(begin)

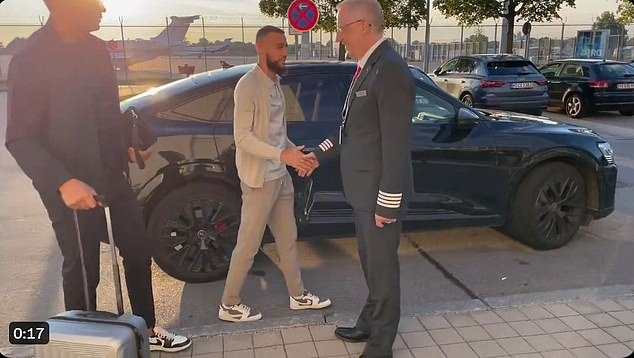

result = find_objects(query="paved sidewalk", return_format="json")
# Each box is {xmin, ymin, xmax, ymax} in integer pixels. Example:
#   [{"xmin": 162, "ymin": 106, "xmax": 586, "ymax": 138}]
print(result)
[
  {"xmin": 160, "ymin": 297, "xmax": 634, "ymax": 358},
  {"xmin": 3, "ymin": 297, "xmax": 634, "ymax": 358}
]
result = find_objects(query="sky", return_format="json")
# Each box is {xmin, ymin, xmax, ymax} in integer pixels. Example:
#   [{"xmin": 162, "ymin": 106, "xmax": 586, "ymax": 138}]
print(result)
[{"xmin": 0, "ymin": 0, "xmax": 634, "ymax": 44}]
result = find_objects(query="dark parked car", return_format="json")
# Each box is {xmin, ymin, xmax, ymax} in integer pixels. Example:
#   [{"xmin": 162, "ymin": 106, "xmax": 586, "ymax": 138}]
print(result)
[
  {"xmin": 121, "ymin": 62, "xmax": 617, "ymax": 282},
  {"xmin": 540, "ymin": 59, "xmax": 634, "ymax": 118},
  {"xmin": 433, "ymin": 54, "xmax": 548, "ymax": 115}
]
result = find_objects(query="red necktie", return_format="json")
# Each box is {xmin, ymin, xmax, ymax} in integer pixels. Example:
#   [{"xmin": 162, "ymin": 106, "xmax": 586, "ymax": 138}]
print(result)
[{"xmin": 352, "ymin": 65, "xmax": 363, "ymax": 83}]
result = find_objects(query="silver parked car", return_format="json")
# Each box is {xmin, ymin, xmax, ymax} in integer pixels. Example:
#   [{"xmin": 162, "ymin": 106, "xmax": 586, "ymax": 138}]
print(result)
[{"xmin": 432, "ymin": 54, "xmax": 548, "ymax": 115}]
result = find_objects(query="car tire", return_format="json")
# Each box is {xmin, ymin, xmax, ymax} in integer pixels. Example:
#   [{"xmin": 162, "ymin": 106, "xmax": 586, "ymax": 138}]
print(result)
[
  {"xmin": 564, "ymin": 93, "xmax": 586, "ymax": 118},
  {"xmin": 148, "ymin": 182, "xmax": 241, "ymax": 282},
  {"xmin": 505, "ymin": 163, "xmax": 586, "ymax": 250},
  {"xmin": 460, "ymin": 93, "xmax": 474, "ymax": 107}
]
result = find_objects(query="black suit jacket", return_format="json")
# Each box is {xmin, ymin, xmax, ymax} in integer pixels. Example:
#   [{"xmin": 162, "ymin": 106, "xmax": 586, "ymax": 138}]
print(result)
[
  {"xmin": 315, "ymin": 41, "xmax": 414, "ymax": 218},
  {"xmin": 6, "ymin": 24, "xmax": 129, "ymax": 199}
]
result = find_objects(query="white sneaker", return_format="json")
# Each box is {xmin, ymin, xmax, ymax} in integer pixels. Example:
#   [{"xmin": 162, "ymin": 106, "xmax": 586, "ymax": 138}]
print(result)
[
  {"xmin": 218, "ymin": 303, "xmax": 262, "ymax": 322},
  {"xmin": 150, "ymin": 327, "xmax": 192, "ymax": 353},
  {"xmin": 290, "ymin": 291, "xmax": 331, "ymax": 310}
]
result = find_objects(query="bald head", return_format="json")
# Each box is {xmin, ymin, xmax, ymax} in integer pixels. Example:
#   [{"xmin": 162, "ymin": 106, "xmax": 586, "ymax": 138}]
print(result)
[
  {"xmin": 337, "ymin": 0, "xmax": 385, "ymax": 34},
  {"xmin": 44, "ymin": 0, "xmax": 106, "ymax": 35}
]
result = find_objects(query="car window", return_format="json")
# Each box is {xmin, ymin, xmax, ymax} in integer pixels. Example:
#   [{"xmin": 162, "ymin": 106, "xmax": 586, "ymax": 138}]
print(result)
[
  {"xmin": 456, "ymin": 58, "xmax": 475, "ymax": 75},
  {"xmin": 487, "ymin": 61, "xmax": 539, "ymax": 76},
  {"xmin": 540, "ymin": 63, "xmax": 563, "ymax": 77},
  {"xmin": 281, "ymin": 74, "xmax": 352, "ymax": 122},
  {"xmin": 598, "ymin": 63, "xmax": 634, "ymax": 78},
  {"xmin": 412, "ymin": 86, "xmax": 456, "ymax": 124},
  {"xmin": 169, "ymin": 88, "xmax": 234, "ymax": 122},
  {"xmin": 561, "ymin": 63, "xmax": 589, "ymax": 78}
]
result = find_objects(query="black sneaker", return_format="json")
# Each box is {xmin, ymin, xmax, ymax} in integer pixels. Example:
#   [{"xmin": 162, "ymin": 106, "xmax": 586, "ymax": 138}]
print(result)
[
  {"xmin": 150, "ymin": 327, "xmax": 192, "ymax": 353},
  {"xmin": 218, "ymin": 303, "xmax": 262, "ymax": 322}
]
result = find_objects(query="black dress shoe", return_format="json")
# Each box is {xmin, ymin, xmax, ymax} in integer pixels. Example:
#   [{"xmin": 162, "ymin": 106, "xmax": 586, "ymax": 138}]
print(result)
[{"xmin": 335, "ymin": 327, "xmax": 370, "ymax": 343}]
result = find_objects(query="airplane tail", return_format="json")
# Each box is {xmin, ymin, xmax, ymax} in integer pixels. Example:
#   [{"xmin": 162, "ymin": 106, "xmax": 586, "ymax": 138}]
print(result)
[{"xmin": 152, "ymin": 15, "xmax": 200, "ymax": 46}]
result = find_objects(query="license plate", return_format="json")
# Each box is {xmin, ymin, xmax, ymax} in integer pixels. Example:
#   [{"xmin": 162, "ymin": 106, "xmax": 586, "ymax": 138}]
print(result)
[
  {"xmin": 511, "ymin": 82, "xmax": 533, "ymax": 89},
  {"xmin": 616, "ymin": 83, "xmax": 634, "ymax": 89}
]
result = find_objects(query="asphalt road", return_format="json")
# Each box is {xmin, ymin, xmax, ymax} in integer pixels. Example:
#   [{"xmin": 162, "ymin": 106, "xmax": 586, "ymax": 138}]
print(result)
[{"xmin": 0, "ymin": 93, "xmax": 634, "ymax": 347}]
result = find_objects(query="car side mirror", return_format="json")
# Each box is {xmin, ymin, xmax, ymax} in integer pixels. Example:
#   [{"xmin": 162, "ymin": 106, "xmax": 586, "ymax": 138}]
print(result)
[{"xmin": 456, "ymin": 108, "xmax": 480, "ymax": 129}]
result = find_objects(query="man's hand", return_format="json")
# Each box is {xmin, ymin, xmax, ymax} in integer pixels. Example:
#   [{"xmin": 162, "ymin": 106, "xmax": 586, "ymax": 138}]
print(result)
[
  {"xmin": 59, "ymin": 179, "xmax": 97, "ymax": 210},
  {"xmin": 374, "ymin": 214, "xmax": 396, "ymax": 229},
  {"xmin": 280, "ymin": 145, "xmax": 313, "ymax": 172},
  {"xmin": 128, "ymin": 148, "xmax": 152, "ymax": 163},
  {"xmin": 295, "ymin": 153, "xmax": 319, "ymax": 178}
]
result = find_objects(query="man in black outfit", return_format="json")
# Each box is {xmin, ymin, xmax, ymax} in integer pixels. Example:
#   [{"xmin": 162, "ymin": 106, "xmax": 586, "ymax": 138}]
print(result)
[{"xmin": 6, "ymin": 0, "xmax": 191, "ymax": 352}]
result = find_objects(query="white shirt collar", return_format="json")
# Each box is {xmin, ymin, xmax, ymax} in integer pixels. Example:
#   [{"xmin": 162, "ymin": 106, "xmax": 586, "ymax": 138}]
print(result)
[{"xmin": 357, "ymin": 37, "xmax": 387, "ymax": 68}]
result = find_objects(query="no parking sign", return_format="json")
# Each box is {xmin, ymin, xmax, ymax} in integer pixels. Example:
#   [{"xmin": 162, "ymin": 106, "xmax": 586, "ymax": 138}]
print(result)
[{"xmin": 287, "ymin": 0, "xmax": 319, "ymax": 32}]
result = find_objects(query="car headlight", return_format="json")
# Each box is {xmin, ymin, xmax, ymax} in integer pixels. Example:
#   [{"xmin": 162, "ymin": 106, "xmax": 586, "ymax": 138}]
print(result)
[{"xmin": 597, "ymin": 142, "xmax": 614, "ymax": 164}]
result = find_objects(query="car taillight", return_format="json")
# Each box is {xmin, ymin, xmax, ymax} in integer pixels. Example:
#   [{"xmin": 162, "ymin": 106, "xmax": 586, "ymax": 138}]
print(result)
[
  {"xmin": 480, "ymin": 81, "xmax": 506, "ymax": 88},
  {"xmin": 588, "ymin": 81, "xmax": 610, "ymax": 88}
]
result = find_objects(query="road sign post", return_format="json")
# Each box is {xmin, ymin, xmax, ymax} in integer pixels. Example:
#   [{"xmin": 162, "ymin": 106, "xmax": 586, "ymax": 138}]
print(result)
[{"xmin": 287, "ymin": 0, "xmax": 319, "ymax": 60}]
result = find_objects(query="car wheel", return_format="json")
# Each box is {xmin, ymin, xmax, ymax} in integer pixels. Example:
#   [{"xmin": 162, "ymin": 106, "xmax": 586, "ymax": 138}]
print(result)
[
  {"xmin": 460, "ymin": 93, "xmax": 473, "ymax": 107},
  {"xmin": 508, "ymin": 163, "xmax": 586, "ymax": 250},
  {"xmin": 565, "ymin": 93, "xmax": 586, "ymax": 118},
  {"xmin": 148, "ymin": 182, "xmax": 240, "ymax": 282}
]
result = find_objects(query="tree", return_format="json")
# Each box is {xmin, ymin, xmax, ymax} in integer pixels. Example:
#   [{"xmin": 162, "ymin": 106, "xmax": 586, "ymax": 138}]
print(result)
[
  {"xmin": 616, "ymin": 0, "xmax": 634, "ymax": 25},
  {"xmin": 259, "ymin": 0, "xmax": 426, "ymax": 32},
  {"xmin": 259, "ymin": 0, "xmax": 427, "ymax": 59},
  {"xmin": 434, "ymin": 0, "xmax": 576, "ymax": 53}
]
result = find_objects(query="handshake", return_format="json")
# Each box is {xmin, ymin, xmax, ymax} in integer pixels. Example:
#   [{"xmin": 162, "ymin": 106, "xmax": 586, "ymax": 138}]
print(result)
[{"xmin": 280, "ymin": 145, "xmax": 319, "ymax": 178}]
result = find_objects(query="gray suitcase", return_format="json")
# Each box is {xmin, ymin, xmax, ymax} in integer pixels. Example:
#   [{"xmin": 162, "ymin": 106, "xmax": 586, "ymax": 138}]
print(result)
[{"xmin": 35, "ymin": 200, "xmax": 150, "ymax": 358}]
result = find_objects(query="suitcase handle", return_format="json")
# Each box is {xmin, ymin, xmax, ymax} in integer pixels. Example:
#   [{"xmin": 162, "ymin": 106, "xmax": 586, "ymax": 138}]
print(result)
[{"xmin": 73, "ymin": 195, "xmax": 124, "ymax": 316}]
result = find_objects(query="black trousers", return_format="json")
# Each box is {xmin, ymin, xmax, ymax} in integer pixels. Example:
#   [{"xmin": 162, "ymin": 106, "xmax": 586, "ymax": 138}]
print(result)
[
  {"xmin": 354, "ymin": 210, "xmax": 402, "ymax": 357},
  {"xmin": 40, "ymin": 173, "xmax": 156, "ymax": 328}
]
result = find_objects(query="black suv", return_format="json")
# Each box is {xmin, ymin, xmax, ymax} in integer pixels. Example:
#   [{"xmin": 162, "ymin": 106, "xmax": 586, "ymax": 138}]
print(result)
[
  {"xmin": 121, "ymin": 62, "xmax": 617, "ymax": 282},
  {"xmin": 540, "ymin": 59, "xmax": 634, "ymax": 118}
]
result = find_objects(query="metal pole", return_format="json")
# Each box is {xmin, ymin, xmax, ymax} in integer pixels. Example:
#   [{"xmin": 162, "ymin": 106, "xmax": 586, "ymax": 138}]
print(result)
[
  {"xmin": 487, "ymin": 19, "xmax": 499, "ymax": 53},
  {"xmin": 319, "ymin": 29, "xmax": 322, "ymax": 60},
  {"xmin": 460, "ymin": 26, "xmax": 464, "ymax": 56},
  {"xmin": 119, "ymin": 16, "xmax": 129, "ymax": 81},
  {"xmin": 200, "ymin": 16, "xmax": 209, "ymax": 72},
  {"xmin": 423, "ymin": 0, "xmax": 431, "ymax": 72},
  {"xmin": 165, "ymin": 17, "xmax": 173, "ymax": 80}
]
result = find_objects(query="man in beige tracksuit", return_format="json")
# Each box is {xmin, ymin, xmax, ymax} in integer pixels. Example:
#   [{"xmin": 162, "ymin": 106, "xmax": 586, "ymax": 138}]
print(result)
[{"xmin": 218, "ymin": 26, "xmax": 330, "ymax": 322}]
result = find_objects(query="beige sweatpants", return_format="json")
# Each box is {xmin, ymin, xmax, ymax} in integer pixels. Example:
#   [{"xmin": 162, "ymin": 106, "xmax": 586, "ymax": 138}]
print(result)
[{"xmin": 222, "ymin": 173, "xmax": 304, "ymax": 305}]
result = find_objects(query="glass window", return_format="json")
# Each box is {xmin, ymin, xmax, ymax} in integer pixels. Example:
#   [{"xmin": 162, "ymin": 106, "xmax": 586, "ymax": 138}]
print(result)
[
  {"xmin": 439, "ymin": 59, "xmax": 460, "ymax": 75},
  {"xmin": 412, "ymin": 86, "xmax": 456, "ymax": 124},
  {"xmin": 281, "ymin": 74, "xmax": 352, "ymax": 122},
  {"xmin": 598, "ymin": 63, "xmax": 634, "ymax": 78},
  {"xmin": 487, "ymin": 61, "xmax": 539, "ymax": 76},
  {"xmin": 540, "ymin": 63, "xmax": 562, "ymax": 77},
  {"xmin": 456, "ymin": 58, "xmax": 475, "ymax": 75},
  {"xmin": 170, "ymin": 88, "xmax": 234, "ymax": 122}
]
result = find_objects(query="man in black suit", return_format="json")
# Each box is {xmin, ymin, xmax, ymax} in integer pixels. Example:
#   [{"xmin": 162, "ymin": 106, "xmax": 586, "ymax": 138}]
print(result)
[
  {"xmin": 6, "ymin": 0, "xmax": 191, "ymax": 352},
  {"xmin": 299, "ymin": 0, "xmax": 414, "ymax": 357}
]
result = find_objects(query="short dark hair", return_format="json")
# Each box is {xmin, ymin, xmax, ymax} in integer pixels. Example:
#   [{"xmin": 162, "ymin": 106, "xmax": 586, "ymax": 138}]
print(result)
[{"xmin": 255, "ymin": 25, "xmax": 284, "ymax": 44}]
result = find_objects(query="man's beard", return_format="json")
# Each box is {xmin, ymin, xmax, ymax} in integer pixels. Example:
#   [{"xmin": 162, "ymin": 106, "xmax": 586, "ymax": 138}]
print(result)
[{"xmin": 266, "ymin": 55, "xmax": 286, "ymax": 76}]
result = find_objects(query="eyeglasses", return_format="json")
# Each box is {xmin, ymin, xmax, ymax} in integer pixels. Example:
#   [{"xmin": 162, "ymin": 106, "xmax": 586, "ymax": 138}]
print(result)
[{"xmin": 337, "ymin": 19, "xmax": 363, "ymax": 32}]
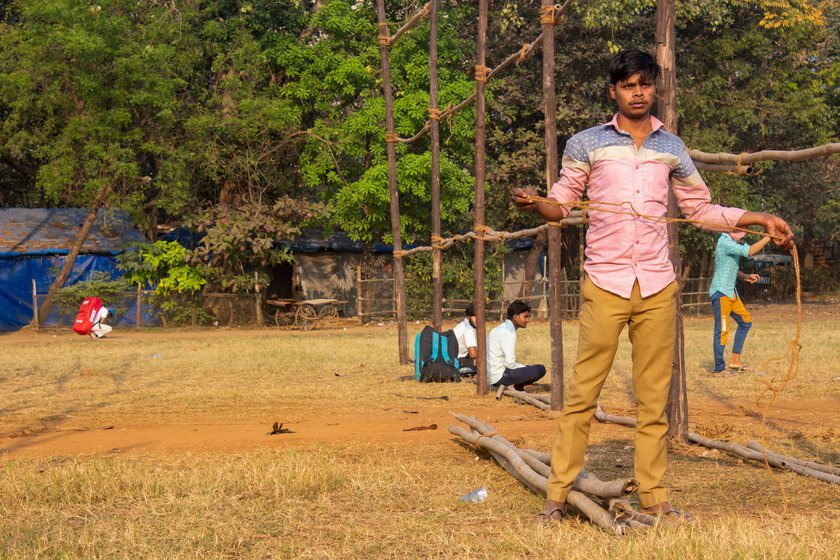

(end)

§ **WHAT IS REQUIRED**
State how many lines of the records contain the word "white", giving only the number.

§ **RESPONSE TO THE EXERCISE**
2